#### Excerto fornecido:
---*---

Kaputt - Um livro inesquecível

Miguel Urbano Rodrigues - Publicado: Domingo, 02 Agosto 2015 00:10

Ao abrir uma edição de Kaputt,* de Curzio Malaparte, pensei que iria reler o livro. Engano. Logo na introdução percebi que o desconhecia.


Recordei a admiração que senti na juventude pelo autor de A Pele.**

Kaputt (palavra derivada do hebraico antigo) não é propriamente um romance. Escrito na primeira pessoa, não cabe em géneros literários tradicionais. Não é também uma narrativa, mas uma mistura de reportagem, autobiografia e ensaio. Malaparte escreve como um correspondente de guerra que era simultaneamente oficial do exército italiano; escreve como espectador que condena a guerra.

Na agressão alemã à União Soviética esteve em muitas frentes, da Roménia à Finlândia.

---*---

#### Dados fornecidos:
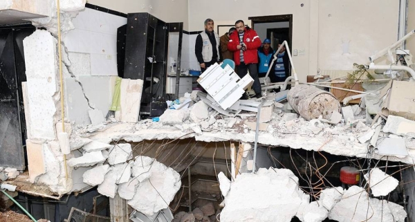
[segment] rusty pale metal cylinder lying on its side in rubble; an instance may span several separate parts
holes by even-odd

---*---

#### Instruções de trabalho:
1 – Reproduza, no excerto sobre Kaputt, tudo o que vai desde "Kaputt - Um" até "Roménia à Finlândia.".
2 – Prossiga o excerto sobre Kaputt a partir da última frase apresentada.
A listagem não tem qualquer relação com o excerto sobre Kaputt.

#### Resultados do exercício:
1 –
Kaputt - Um livro inesquecível

Miguel Urbano Rodrigues - Publicado: Domingo, 02 Agosto 2015 00:10

Ao abrir uma edição de Kaputt,* de Curzio Malaparte, pensei que iria reler o livro. Engano. Logo na introdução percebi que o desconhecia.


Recordei a admiração que senti na juventude pelo autor de A Pele.**

Kaputt (palavra derivada do hebraico antigo) não é propriamente um romance. Escrito na primeira pessoa, não cabe em géneros literários tradicionais. Não é também uma narrativa, mas uma mistura de reportagem, autobiografia e ensaio. Malaparte escreve como um correspondente de guerra que era simultaneamente oficial do exército italiano; escreve como espectador que condena a guerra.

Na agressão alemã à União Soviética esteve em muitas frentes, da Roménia à Finlândia.

2 –
Kaputt é uma miscelânea de estilos e temas dificilmente imaginável.

A guerra, que lhe inspira repugnância e piedade, está omnipresente, mas são muitos os temas que aborda na maior parte do livro. Malaparte é um escritor barroco que domina um vocabulário riquíssimo, floreado, metafórico, com toques musicais.

As transposições, frequentes e inesperadas, são muitas vezes desconcertantes. De diálogos na Suécia com um irmão do rei salta para Capri, Paris, Roma, Belgrado, Berlim, Helsinki, Jassy na frente da Moldávia, para o ghetto de Varsóvia, a Lapónia finlandesa ou o cerco de Leninegrado.

Hans Frank é uma personagem importante. O retrato que apresenta do gauleiter nazi da Polonia é devastador. Mas convive com ele amigavelmente, participa nos seus banquetes e nos do corpo diplomático. O leitor sente que ele se move com prazer nos amores e mexericos da «alta sociedade» da Europa em guerra.

Kaputt é um livro cruel e o autor um cínico que cultiva a piedade, vive o medo e a angústia.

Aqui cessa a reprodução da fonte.